**Page extract:**
┌──

There is no point..” opines Kevin, rather helpfully, partway through the film, “that’s the point“. However, despite this nihilistic corroboration, We Need to Talk About Kevin deviates from its thematic predecessors in three main ways. Primarily, it eschews a linear approach for something more lurid and stylised, albeit ruthlessly grounded in events. In fact, it’s a production tour-de-force that should, if accounting for a modicum of innate justice, bring Lynne Ramsay to the forefront of respected contemporary directors. This is particularly in light of the endless precession of washed-out gangster films and derivative zombies that comprise the majority of the British film industry’s output. Secondly, the film never in all honesty portrays Kevin as a ‘normal’ kid compromised by social influence. For one thing, he lacks the ‘jocks picked on me’ defence and is the product of an ostensibly affluent environment. Almost from his birth onwards, Kevin is nakedly malevolent and sociopathic. Thirdly, the film is told entirely through the perspective of Kevin’s mother, Eva, whose flashbacks to his upbringing are potentially unreliable. It’s possible within the logic of the story that Kevin’s unpleasantness is magnified through the prism of Eva’s masochistic hindsight.

In the supplemental material, cast and crew attempt to paint a film with no good and evil people. That’s certainly a more noble aim, rather than the reductive notion that ‘evil’ is a tangible or innate affliction. Unfortunately, it’s not the prevailing assumption of the film that one is left with. On the upside, Kevin is a truly memorable creation, particularly when coming of age as a cold, bullying, yet unerringly perceptive youth. He singles out his mother for victimisation at an implausibly early age; it’s simply never convincing enough that his personality stems organically from Eva’s maternal antipathy. The knock-on effect is that we never interpret her as truly culpable in her own struggles, not even subsequently. As a psychological insight into those who commit such atrocity – presuming that as an intention – it fails. Its successes, however, neatly eclipse these admitted disappointments.

└──

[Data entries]

┌──

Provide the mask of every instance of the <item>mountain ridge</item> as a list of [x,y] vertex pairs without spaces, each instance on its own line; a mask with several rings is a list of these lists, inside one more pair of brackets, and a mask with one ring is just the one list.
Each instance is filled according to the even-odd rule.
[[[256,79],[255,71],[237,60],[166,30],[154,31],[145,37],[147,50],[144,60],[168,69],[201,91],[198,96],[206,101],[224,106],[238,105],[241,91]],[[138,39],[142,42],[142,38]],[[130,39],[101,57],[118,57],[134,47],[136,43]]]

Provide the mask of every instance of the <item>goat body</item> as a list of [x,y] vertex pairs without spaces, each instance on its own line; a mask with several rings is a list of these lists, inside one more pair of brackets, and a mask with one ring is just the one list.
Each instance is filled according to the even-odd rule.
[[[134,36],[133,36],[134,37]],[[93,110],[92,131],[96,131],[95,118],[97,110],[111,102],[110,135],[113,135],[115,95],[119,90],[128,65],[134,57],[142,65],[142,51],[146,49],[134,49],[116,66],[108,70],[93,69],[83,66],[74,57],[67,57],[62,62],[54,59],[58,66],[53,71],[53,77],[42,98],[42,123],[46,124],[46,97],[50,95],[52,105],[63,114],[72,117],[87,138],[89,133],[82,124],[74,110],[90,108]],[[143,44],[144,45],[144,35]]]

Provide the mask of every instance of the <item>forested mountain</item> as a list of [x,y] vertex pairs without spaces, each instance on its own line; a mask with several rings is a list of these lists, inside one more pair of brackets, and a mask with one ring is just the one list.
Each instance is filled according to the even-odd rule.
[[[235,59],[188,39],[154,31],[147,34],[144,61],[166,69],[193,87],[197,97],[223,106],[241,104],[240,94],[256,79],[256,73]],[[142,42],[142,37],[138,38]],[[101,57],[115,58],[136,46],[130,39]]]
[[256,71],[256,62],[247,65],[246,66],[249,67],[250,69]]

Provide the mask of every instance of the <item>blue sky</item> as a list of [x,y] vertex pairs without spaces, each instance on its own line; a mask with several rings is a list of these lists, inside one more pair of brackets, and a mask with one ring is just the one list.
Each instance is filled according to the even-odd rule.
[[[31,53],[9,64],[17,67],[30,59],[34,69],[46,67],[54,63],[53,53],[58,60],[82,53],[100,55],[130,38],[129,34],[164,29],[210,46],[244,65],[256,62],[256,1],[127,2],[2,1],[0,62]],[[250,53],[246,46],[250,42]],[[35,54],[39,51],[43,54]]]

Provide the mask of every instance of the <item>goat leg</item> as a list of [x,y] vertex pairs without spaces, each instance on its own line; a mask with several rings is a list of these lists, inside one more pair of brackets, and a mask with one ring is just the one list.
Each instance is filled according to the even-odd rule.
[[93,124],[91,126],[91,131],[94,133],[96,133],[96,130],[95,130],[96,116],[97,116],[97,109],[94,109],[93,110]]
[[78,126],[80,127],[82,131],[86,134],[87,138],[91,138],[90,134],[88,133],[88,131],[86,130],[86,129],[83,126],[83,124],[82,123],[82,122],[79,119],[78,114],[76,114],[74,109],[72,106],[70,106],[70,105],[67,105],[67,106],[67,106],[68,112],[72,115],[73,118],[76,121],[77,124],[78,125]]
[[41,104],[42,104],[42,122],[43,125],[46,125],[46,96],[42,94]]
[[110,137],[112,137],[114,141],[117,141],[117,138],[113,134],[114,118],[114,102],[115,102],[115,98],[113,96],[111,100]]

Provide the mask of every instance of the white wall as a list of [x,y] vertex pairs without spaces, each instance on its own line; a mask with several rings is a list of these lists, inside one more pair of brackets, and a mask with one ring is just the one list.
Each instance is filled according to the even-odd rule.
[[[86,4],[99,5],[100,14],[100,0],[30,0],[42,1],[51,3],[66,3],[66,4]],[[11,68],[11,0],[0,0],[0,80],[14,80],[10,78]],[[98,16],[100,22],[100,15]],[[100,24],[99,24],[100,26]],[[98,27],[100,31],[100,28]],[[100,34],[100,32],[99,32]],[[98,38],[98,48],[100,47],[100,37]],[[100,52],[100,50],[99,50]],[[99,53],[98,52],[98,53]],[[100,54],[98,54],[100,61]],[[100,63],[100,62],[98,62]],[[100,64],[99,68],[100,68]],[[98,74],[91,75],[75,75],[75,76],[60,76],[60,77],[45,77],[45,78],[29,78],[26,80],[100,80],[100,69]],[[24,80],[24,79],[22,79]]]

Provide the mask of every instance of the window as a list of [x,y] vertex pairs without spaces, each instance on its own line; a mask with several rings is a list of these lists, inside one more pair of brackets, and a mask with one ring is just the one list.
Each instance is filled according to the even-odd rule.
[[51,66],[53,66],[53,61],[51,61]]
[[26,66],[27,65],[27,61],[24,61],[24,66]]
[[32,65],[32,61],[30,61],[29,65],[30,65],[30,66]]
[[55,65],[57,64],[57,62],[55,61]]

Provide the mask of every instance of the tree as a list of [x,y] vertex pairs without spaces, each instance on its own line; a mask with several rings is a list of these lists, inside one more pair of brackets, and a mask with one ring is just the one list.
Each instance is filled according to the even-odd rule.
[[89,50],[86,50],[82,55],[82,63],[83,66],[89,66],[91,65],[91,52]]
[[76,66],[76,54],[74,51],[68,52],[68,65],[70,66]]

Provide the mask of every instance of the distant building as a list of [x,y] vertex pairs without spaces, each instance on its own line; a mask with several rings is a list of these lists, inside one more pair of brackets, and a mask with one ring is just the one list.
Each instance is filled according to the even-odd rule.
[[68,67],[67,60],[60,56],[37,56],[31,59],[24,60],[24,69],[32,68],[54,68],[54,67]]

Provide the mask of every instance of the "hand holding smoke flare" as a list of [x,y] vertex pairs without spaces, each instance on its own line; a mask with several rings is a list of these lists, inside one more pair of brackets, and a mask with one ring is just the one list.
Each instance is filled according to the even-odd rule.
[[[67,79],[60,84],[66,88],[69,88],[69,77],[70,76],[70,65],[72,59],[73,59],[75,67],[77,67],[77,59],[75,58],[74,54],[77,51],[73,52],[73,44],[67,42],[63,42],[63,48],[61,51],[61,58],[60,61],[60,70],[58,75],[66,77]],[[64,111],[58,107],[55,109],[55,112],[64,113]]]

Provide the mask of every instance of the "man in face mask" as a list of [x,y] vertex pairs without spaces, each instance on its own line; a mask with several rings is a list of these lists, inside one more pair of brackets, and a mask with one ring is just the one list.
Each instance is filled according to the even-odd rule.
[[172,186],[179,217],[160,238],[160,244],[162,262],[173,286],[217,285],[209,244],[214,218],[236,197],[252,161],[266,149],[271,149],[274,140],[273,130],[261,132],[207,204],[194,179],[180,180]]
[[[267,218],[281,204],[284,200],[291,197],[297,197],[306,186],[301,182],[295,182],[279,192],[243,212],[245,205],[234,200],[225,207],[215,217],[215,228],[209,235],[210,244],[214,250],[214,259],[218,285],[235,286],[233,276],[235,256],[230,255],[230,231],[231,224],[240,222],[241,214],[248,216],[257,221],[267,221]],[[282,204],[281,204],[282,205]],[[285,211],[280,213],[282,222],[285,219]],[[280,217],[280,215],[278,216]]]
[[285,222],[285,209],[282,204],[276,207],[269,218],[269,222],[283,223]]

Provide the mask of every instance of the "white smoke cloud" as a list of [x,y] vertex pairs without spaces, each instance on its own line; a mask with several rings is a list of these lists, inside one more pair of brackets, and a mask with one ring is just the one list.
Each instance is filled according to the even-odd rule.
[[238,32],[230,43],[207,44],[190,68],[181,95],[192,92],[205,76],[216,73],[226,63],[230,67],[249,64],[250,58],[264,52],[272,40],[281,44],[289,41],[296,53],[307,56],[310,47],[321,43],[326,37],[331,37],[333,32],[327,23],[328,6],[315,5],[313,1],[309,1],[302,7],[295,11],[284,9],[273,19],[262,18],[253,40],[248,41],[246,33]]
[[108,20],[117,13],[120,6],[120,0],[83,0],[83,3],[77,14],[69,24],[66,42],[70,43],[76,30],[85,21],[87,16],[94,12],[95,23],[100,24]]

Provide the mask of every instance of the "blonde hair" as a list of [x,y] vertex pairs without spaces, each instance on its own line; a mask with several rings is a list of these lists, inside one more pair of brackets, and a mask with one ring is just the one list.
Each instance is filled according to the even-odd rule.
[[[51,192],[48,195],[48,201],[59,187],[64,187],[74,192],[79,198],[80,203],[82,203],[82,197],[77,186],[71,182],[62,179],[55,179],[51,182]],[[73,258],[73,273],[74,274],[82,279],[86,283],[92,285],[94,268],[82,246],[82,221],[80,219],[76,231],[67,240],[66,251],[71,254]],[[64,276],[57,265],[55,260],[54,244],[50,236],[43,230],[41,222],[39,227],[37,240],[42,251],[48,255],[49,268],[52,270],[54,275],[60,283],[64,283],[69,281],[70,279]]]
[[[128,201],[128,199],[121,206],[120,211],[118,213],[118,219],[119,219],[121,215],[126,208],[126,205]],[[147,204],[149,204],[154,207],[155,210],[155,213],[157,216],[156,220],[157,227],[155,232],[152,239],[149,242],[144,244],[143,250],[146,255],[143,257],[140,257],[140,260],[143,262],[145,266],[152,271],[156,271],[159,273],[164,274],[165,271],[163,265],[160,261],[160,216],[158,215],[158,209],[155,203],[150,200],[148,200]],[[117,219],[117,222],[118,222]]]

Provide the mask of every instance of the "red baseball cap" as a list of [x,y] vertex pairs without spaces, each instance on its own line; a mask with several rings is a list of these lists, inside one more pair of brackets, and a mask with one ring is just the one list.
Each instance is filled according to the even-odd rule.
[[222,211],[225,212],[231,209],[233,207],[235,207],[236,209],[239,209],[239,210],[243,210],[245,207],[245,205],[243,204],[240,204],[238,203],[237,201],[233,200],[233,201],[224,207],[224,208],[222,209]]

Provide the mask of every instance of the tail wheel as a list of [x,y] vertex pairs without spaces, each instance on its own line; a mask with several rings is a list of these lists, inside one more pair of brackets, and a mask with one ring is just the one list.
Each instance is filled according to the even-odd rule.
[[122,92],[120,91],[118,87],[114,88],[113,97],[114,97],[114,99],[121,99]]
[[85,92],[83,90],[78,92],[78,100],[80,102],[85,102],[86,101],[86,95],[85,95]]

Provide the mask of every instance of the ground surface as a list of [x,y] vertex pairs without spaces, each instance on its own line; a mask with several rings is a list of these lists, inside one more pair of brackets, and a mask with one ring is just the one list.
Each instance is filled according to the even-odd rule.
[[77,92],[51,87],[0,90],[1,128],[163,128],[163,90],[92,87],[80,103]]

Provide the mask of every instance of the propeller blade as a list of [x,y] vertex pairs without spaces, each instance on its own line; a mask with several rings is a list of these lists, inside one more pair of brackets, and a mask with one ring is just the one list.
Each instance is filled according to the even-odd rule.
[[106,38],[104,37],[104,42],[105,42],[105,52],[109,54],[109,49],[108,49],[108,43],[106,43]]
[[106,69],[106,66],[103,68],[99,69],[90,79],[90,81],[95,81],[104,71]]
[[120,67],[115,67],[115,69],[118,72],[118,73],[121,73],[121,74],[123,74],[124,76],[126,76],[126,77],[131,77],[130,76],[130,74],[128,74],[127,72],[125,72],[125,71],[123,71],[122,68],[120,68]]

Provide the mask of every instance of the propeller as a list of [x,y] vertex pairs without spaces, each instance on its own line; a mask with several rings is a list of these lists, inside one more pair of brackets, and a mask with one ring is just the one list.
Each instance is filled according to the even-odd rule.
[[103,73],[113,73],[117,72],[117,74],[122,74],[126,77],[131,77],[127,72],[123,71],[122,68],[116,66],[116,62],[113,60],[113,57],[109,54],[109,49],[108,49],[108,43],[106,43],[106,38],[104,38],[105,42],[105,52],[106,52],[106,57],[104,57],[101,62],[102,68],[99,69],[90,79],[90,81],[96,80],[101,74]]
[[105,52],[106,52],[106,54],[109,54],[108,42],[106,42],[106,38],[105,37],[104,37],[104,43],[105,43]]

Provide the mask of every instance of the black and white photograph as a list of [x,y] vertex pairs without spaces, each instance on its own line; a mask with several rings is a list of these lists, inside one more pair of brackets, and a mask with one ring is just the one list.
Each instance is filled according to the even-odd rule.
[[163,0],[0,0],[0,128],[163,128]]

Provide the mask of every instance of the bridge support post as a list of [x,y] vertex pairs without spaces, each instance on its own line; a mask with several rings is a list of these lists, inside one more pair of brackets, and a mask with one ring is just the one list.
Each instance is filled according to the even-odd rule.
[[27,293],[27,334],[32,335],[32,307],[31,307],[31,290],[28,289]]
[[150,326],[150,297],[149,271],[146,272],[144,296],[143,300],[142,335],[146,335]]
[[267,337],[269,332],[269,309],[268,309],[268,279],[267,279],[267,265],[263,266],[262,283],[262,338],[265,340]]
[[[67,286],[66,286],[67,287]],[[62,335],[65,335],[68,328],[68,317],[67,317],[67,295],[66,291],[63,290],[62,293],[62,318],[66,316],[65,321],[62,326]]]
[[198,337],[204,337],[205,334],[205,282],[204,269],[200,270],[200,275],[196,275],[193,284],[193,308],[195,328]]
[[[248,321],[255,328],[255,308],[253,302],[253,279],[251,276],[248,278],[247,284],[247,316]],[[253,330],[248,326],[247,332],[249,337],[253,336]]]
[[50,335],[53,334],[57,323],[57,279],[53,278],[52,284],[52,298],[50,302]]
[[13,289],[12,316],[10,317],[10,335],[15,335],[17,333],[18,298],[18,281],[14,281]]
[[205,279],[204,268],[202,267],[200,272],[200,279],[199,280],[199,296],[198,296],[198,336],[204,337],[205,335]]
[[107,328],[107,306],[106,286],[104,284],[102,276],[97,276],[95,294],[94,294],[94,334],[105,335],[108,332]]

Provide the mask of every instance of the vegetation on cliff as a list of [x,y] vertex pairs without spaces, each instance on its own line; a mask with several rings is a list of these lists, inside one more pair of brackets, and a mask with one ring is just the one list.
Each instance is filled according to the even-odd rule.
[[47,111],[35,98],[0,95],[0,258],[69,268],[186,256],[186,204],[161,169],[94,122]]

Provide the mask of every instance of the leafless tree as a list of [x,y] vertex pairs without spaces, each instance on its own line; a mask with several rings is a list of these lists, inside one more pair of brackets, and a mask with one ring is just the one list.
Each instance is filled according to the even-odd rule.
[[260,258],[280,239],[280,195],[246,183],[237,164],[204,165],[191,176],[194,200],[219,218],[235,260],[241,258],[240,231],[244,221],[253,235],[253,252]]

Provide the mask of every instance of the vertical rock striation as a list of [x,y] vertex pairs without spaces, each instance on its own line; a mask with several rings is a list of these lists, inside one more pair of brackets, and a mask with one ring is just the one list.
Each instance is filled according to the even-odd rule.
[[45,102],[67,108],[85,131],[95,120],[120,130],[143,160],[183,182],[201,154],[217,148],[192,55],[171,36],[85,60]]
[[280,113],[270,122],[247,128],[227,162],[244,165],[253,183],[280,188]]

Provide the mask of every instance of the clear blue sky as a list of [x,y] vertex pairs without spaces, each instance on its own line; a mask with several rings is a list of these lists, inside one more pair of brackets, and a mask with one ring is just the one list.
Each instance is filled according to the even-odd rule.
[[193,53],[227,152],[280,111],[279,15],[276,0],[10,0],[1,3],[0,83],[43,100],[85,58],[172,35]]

└──

**Exercise requirements:**
(a) Copy everything in the records from the line containing "Provide the mask of every instance of the black" down to the line containing "[[163,0],[0,0],[0,128],[163,128]]", keeping every character unchanged.
(b) Carry on with the review of We Need to Talk About Kevin, picking up after its last sentence.
The film review and the records are separate, unrelated material.

**Answers to each task:**
(a)
Provide the mask of every instance of the black and white photograph as a list of [x,y] vertex pairs without spaces, each instance on its own line; a mask with several rings is a list of these lists, inside one more pair of brackets, and a mask with one ring is just the one list.
Each instance is filled according to the even-odd rule.
[[163,0],[0,0],[0,128],[163,128]]

(b)
From the opening shot of billowing curtain leading out to a twilight patio, it’s evident we’re in different territory than a standard genre affair. The composition is frequently stunning, every other shot providing a desktop-worthy snap. The film drenches itself in symbolism, much of which rewards with subsequent viewings. Every transition seems carefully built for healthy musing, as aural and visual callbacks are elegantly intimated. Editor Joe Bini should be singled out somewhat for this; seamlessly bringing us back and forth through time without a loss of coherence is no mean feat.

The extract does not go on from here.